__Given passage__:
==============================

# Camping Reservations Increase by 11% on First Day of Booking.



## kiteri (Jan 12, 2008)

According to the PRNewswire, ReserveAmerica experienced an increase of 11% in reservations booked on the first day of 2009.

Camping Popularity Remains Strong in Weakening Economy - 11% Increase Sets New ReserveAmerica Reservation Record: PRNewswire Business News: US:IACI - MSN Money


Camping Popularity Remains Strong in Weakening Economy - 11% Increase Sets New ReserveAmerica Reservation Record 

ReserveAmerica, the United States' leading outdoor recreation reservation and campground management solutions provider, has broken its previous reservation record on one of its busiest days of the year by processing over 20,000 reservations on January 2nd, booking more than 79,000 camping nights for the upcoming camping season, an 11% increase over last year's single-day reservation record. 

At its peak, ReserveAmerica's reservation system was processing 1,542 reservations every minute. 

Why do you think there is an increase from 2008 to 2009?


----------



## hasleys (Jan 29, 2009)

I thought 2 choices were a possibility. Gas prices definitely are not hurting things, as well as tough times. That usual FL or Hawaii vacation may be put on hold, but hey, when can take a camping trip. I could see either or a combination of the two being a major reason. On one hand I was thinking, this would be great if a few less people camped, easier to get good spots. BUT, when I thought about it, all those other campers out there and their kids running around, grills going, makes camping what it is. So glad to see it!


----------



## mailfire99 (Nov 16, 2007)

hasleys said:


> I thought 2 choices were a possibility. Gas prices definitely are not hurting things, as well as tough times. That usual FL or Hawaii vacation may be put on hold, but hey, when can take a camping trip. I could see either or a combination of the two being a major reason. On one hand I was thinking, this would be great if a few less people camped, easier to get good spots. BUT, when I thought about it, all those other campers out there and their kids running around, grills going, makes camping what it is. So glad to see it!


My thoughts exactly! Probably lean more towards "scratch the big vacation and do some camping"


----------



## mammafox (Aug 20, 2009)

Maybe its the "green thing" to do. Its an inexpensive getaway and relax. You could go on several camping trips vs. one big family vacation to Disneyworld and stay in hotel! My kids REALLY like camping!

==============================

__Work to complete__:
1. In the camping reservations thread, how would you put "At its peak, ReserveAmerica's reservation system was processing 1,542 reservations every minute." into Spanish?
2. According to the camping reservations thread, how many reservations did ReserveAmerica process on January 2nd?
The listing below has nothing to do with the camping reservations thread.

__Collected data__:
==============================

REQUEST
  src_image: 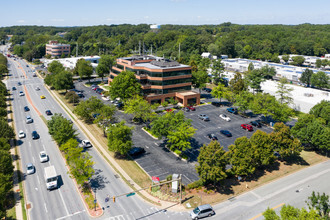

==============================

__Response list__:
1. En su punto máximo, el sistema de reservas de ReserveAmerica procesaba 1.542 reservas por minuto.

2. Over 20,000 reservations.